(Voci tratte da un dataset)
————
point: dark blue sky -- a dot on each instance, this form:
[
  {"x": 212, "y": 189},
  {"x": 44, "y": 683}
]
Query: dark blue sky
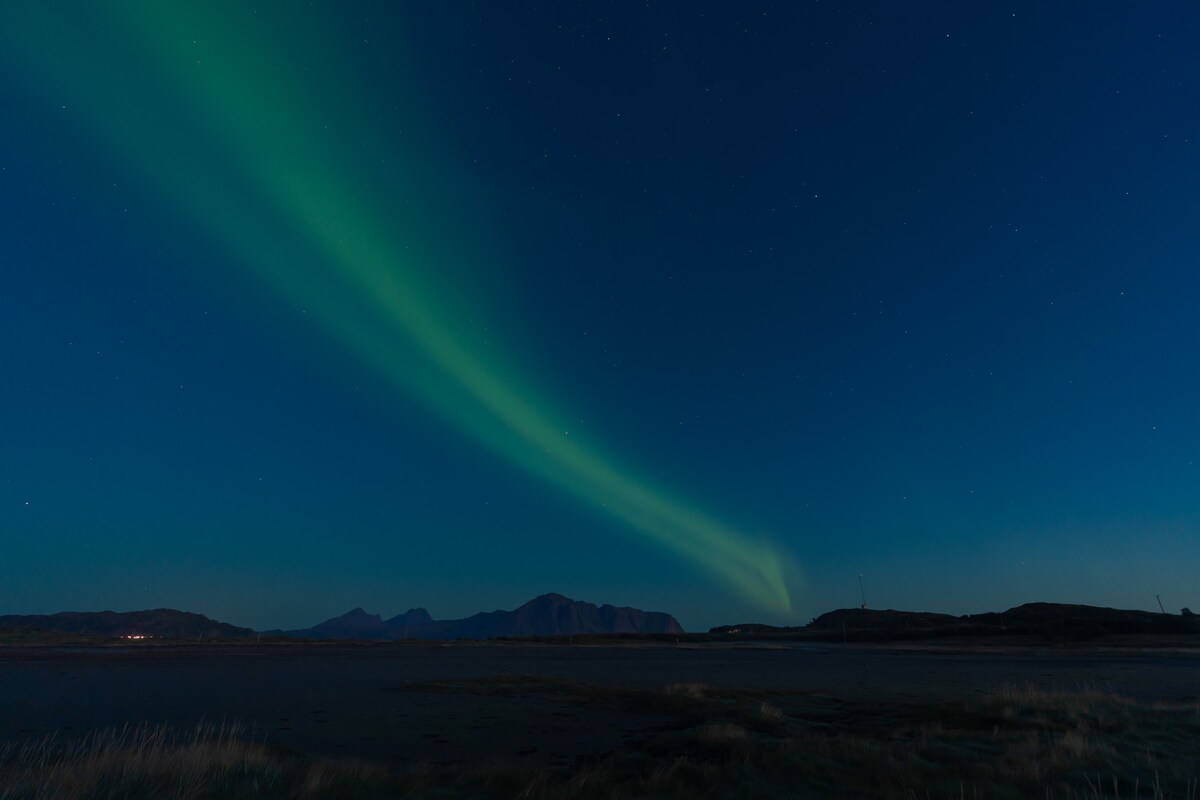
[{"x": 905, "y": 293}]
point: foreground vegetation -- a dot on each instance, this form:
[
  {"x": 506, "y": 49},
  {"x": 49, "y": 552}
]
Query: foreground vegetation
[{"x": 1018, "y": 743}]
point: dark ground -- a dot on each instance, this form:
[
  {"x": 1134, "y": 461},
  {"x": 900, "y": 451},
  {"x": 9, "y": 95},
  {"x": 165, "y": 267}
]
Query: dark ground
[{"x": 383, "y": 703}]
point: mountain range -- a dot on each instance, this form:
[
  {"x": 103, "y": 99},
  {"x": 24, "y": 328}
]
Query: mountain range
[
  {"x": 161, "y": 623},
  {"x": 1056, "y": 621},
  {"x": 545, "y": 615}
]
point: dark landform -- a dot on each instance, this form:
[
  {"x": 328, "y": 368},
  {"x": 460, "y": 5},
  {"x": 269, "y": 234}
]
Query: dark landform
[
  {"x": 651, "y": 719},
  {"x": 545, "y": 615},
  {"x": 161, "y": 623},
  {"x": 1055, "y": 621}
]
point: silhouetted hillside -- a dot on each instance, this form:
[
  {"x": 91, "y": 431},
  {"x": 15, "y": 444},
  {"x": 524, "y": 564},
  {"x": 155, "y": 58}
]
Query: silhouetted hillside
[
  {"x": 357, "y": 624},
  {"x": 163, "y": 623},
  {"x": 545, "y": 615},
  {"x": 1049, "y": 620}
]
————
## CONSEGNA
Estragga tutte le righe dell'elenco qui sopra e le riproduca senza alcuna modifica, tralasciando però le immagini.

## SOLUZIONE PROPOSTA
point: dark blue sky -- a dot on each instance, this form:
[
  {"x": 212, "y": 189},
  {"x": 44, "y": 683}
]
Query: dark blue sky
[{"x": 905, "y": 293}]
point: foreground vegetation -- a dot on each instance, this form:
[
  {"x": 506, "y": 49},
  {"x": 49, "y": 552}
]
Query: foreground vegetation
[{"x": 1018, "y": 743}]
point: dark ground -- a dot on each instance, this form:
[
  {"x": 1134, "y": 461},
  {"x": 900, "y": 451},
  {"x": 9, "y": 95},
  {"x": 165, "y": 267}
]
Query: dark ground
[{"x": 383, "y": 703}]
point: mountain range -- a dot on each instance, this form:
[
  {"x": 103, "y": 99},
  {"x": 24, "y": 328}
]
Query: mountain range
[
  {"x": 161, "y": 623},
  {"x": 1056, "y": 621},
  {"x": 545, "y": 615}
]
point: dark landform -- a dot on each instance, this form:
[
  {"x": 328, "y": 368},
  {"x": 460, "y": 5},
  {"x": 269, "y": 234}
]
Query: dark landform
[
  {"x": 651, "y": 719},
  {"x": 545, "y": 615},
  {"x": 161, "y": 623},
  {"x": 1055, "y": 621}
]
point: silhouetted hillside -- a dot on each instance, this form:
[
  {"x": 91, "y": 431},
  {"x": 15, "y": 444},
  {"x": 524, "y": 564},
  {"x": 155, "y": 58}
]
Query: silhouetted hillside
[
  {"x": 357, "y": 624},
  {"x": 163, "y": 623},
  {"x": 545, "y": 615},
  {"x": 1049, "y": 620}
]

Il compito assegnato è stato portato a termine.